* _SET PROBLEM_
How many lines in the data below contain the word "instance"? Reply with the number only.

━━━━━━━━━━

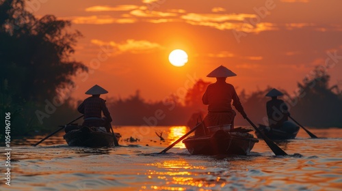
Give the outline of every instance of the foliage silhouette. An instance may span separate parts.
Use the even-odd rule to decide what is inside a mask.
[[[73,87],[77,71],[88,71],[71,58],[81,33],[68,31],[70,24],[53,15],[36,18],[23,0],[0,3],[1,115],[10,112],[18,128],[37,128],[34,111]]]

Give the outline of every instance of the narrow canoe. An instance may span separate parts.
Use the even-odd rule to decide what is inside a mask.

━━━━━━━━━━

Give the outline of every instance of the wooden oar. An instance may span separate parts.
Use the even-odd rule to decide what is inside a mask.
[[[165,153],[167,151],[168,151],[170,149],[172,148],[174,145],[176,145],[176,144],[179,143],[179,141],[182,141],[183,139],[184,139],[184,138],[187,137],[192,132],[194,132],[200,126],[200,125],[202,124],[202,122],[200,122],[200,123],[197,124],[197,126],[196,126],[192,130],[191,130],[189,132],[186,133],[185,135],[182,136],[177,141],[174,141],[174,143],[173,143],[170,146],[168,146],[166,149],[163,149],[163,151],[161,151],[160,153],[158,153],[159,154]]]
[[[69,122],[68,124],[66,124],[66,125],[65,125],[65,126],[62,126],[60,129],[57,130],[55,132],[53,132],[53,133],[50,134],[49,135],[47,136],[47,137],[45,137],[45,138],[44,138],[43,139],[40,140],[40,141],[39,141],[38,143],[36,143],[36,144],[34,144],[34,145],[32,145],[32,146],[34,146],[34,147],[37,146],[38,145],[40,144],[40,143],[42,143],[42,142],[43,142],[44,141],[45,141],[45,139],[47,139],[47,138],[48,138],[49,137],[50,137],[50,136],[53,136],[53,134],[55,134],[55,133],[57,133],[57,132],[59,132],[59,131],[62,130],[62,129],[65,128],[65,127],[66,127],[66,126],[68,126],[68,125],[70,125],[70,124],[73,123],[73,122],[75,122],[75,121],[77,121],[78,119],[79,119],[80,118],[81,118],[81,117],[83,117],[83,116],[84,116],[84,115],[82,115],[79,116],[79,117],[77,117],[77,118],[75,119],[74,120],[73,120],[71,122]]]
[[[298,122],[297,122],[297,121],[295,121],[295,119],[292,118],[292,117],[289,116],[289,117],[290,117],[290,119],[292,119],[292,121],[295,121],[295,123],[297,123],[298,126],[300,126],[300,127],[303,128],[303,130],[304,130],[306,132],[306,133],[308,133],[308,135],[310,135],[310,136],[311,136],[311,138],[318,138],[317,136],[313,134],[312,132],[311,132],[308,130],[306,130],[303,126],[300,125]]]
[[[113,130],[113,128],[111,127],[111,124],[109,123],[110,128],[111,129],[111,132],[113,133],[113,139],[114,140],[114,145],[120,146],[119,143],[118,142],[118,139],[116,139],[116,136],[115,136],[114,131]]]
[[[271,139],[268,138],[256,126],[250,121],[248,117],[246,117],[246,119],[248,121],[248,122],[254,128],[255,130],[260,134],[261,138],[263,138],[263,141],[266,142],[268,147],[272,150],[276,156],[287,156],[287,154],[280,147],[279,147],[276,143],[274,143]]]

━━━━━━━━━━

* _SOLUTION_
3